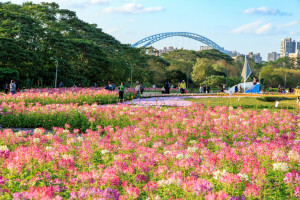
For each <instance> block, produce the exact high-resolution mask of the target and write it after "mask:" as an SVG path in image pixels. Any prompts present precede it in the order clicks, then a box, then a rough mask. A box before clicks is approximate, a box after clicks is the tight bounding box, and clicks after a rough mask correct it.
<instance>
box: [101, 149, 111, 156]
mask: <svg viewBox="0 0 300 200" xmlns="http://www.w3.org/2000/svg"><path fill="white" fill-rule="evenodd" d="M107 153H110V151H108V150H106V149H104V150H101V154H102V155H105V154H107Z"/></svg>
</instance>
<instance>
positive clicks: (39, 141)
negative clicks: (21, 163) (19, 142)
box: [32, 138, 41, 143]
mask: <svg viewBox="0 0 300 200" xmlns="http://www.w3.org/2000/svg"><path fill="white" fill-rule="evenodd" d="M32 141H33V142H34V143H39V142H40V141H41V140H40V138H33V139H32Z"/></svg>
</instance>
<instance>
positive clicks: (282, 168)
mask: <svg viewBox="0 0 300 200" xmlns="http://www.w3.org/2000/svg"><path fill="white" fill-rule="evenodd" d="M273 170H275V171H283V172H286V171H288V170H289V167H288V165H287V163H284V162H281V163H274V164H273Z"/></svg>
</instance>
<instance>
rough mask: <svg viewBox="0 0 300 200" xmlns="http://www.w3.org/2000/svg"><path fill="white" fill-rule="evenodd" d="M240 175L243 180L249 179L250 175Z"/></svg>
mask: <svg viewBox="0 0 300 200" xmlns="http://www.w3.org/2000/svg"><path fill="white" fill-rule="evenodd" d="M238 176H239V177H240V178H241V180H245V181H248V180H249V178H248V175H246V174H241V173H238Z"/></svg>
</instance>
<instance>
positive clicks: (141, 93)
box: [140, 82, 144, 94]
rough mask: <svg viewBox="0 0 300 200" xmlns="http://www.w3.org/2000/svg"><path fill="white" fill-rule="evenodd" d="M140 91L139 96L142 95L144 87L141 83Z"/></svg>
mask: <svg viewBox="0 0 300 200" xmlns="http://www.w3.org/2000/svg"><path fill="white" fill-rule="evenodd" d="M140 89H141V94H143V92H144V85H143V82H141V85H140Z"/></svg>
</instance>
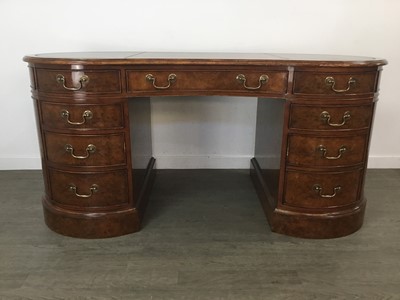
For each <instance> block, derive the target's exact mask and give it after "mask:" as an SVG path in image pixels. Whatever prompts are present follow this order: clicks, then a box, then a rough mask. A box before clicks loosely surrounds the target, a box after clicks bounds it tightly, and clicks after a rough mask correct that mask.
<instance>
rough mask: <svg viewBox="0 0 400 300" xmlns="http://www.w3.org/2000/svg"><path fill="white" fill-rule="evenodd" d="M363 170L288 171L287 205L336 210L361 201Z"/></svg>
mask: <svg viewBox="0 0 400 300" xmlns="http://www.w3.org/2000/svg"><path fill="white" fill-rule="evenodd" d="M361 181H362V170H361V169H360V170H357V171H350V172H340V173H302V172H295V171H288V172H287V173H286V180H285V195H284V202H283V204H284V205H289V206H294V207H302V208H335V207H339V206H346V205H349V204H352V203H354V202H356V201H358V199H359V190H360V186H361V183H362V182H361Z"/></svg>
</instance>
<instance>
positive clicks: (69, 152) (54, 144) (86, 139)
mask: <svg viewBox="0 0 400 300" xmlns="http://www.w3.org/2000/svg"><path fill="white" fill-rule="evenodd" d="M45 141H46V148H47V158H48V160H49V161H50V162H53V163H56V164H63V165H70V166H95V167H96V166H99V167H102V166H118V165H125V164H126V154H125V138H124V134H122V133H121V134H110V135H70V134H58V133H52V132H45Z"/></svg>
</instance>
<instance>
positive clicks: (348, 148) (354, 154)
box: [287, 135, 367, 167]
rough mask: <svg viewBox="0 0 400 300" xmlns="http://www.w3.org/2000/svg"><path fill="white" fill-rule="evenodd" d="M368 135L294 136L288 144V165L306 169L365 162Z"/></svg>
mask: <svg viewBox="0 0 400 300" xmlns="http://www.w3.org/2000/svg"><path fill="white" fill-rule="evenodd" d="M366 145H367V136H366V135H357V136H349V137H315V136H306V135H292V136H290V137H289V143H288V157H287V160H288V163H289V164H290V165H296V166H305V167H338V166H350V165H355V164H360V163H363V162H364V153H365V147H366Z"/></svg>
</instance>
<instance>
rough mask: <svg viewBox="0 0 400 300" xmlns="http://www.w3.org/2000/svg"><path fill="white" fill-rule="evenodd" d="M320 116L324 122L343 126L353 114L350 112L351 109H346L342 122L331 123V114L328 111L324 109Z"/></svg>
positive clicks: (329, 125)
mask: <svg viewBox="0 0 400 300" xmlns="http://www.w3.org/2000/svg"><path fill="white" fill-rule="evenodd" d="M320 118H321V121H322V122H324V123H325V124H328V125H329V126H332V127H341V126H343V125H345V124H346V122H347V121H348V120H350V118H351V115H350V112H349V111H346V112H345V113H344V114H343V117H342V123H331V115H330V114H329V113H328V112H327V111H323V112H322V113H321V114H320Z"/></svg>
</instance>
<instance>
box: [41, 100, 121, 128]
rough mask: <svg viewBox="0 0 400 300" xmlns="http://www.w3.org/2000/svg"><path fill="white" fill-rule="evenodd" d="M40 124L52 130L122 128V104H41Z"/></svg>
mask: <svg viewBox="0 0 400 300" xmlns="http://www.w3.org/2000/svg"><path fill="white" fill-rule="evenodd" d="M40 107H41V113H42V123H43V126H44V127H46V128H54V129H97V128H123V127H124V113H123V111H124V110H123V105H122V104H113V105H71V104H60V103H51V102H41V103H40Z"/></svg>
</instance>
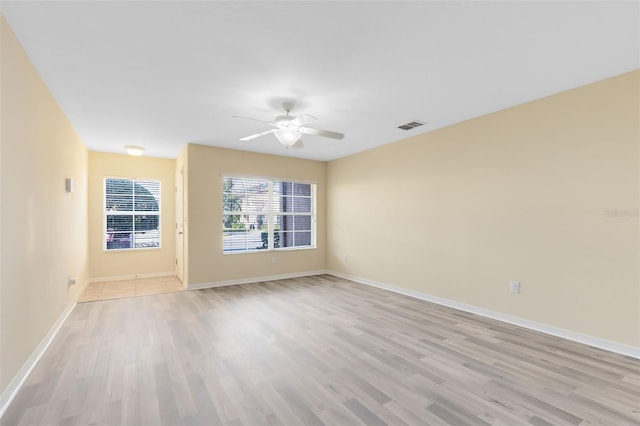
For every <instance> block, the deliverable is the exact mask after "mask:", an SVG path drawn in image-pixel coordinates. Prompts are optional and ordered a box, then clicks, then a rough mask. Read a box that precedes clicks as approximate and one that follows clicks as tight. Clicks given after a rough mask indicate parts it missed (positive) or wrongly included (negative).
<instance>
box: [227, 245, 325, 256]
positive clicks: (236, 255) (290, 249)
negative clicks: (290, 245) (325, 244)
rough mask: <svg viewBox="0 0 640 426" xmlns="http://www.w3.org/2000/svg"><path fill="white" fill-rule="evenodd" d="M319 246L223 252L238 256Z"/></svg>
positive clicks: (230, 255)
mask: <svg viewBox="0 0 640 426" xmlns="http://www.w3.org/2000/svg"><path fill="white" fill-rule="evenodd" d="M316 248H317V246H309V247H286V248H279V249H264V250H252V251H235V252H224V251H223V252H222V254H223V255H224V256H237V255H239V254H256V253H282V252H288V251H304V250H315V249H316Z"/></svg>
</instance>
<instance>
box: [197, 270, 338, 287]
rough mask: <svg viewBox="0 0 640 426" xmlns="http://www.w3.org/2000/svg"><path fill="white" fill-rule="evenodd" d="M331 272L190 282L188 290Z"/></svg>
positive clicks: (268, 280)
mask: <svg viewBox="0 0 640 426" xmlns="http://www.w3.org/2000/svg"><path fill="white" fill-rule="evenodd" d="M330 273H331V272H330V271H327V270H324V269H320V270H315V271H305V272H293V273H291V274H280V275H265V276H261V277H251V278H238V279H234V280H223V281H211V282H207V283H195V284H189V285H188V286H187V290H202V289H205V288H214V287H224V286H228V285H238V284H251V283H259V282H263V281H275V280H284V279H288V278H300V277H308V276H311V275H322V274H330Z"/></svg>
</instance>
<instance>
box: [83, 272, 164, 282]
mask: <svg viewBox="0 0 640 426" xmlns="http://www.w3.org/2000/svg"><path fill="white" fill-rule="evenodd" d="M172 275H176V271H171V272H151V273H148V274H131V275H114V276H112V277H94V278H89V284H91V283H104V282H107V281H124V280H139V279H143V278H158V277H170V276H172Z"/></svg>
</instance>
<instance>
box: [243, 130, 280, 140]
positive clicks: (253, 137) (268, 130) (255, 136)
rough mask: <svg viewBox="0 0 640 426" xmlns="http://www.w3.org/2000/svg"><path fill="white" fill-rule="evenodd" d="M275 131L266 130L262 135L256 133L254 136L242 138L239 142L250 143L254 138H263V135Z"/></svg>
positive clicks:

^^^^^^^^^^^^^^^^

### TASK OBJECTIVE:
Starting at the line above that contains "positive clicks: (348, 148) (354, 154)", repeat each line exactly up to and including the line that contains "box: [41, 100, 121, 128]", and stop there.

### RESPONSE BOX:
positive clicks: (348, 148) (354, 154)
box: [287, 135, 367, 167]
rough mask: <svg viewBox="0 0 400 300" xmlns="http://www.w3.org/2000/svg"><path fill="white" fill-rule="evenodd" d="M368 135L294 136L288 144V165L306 169L365 162Z"/></svg>
mask: <svg viewBox="0 0 400 300" xmlns="http://www.w3.org/2000/svg"><path fill="white" fill-rule="evenodd" d="M366 145H367V136H366V135H357V136H349V137H315V136H306V135H292V136H290V137H289V143H288V157H287V160H288V163H289V164H290V165H296V166H305V167H338V166H350V165H355V164H360V163H363V162H364V153H365V147H366Z"/></svg>
</instance>
<instance>
rough mask: <svg viewBox="0 0 400 300" xmlns="http://www.w3.org/2000/svg"><path fill="white" fill-rule="evenodd" d="M320 116L324 122L343 126L353 114L350 112L351 109H346L342 122L331 123V114L328 111L324 109Z"/></svg>
positive clicks: (329, 125)
mask: <svg viewBox="0 0 400 300" xmlns="http://www.w3.org/2000/svg"><path fill="white" fill-rule="evenodd" d="M320 118H321V121H322V122H324V123H325V124H328V125H329V126H332V127H341V126H343V125H345V124H346V122H347V121H348V120H350V118H351V115H350V112H349V111H346V112H345V113H344V114H343V117H342V123H331V115H330V114H329V113H328V112H327V111H323V112H322V113H321V114H320Z"/></svg>
</instance>
<instance>
box: [41, 100, 121, 128]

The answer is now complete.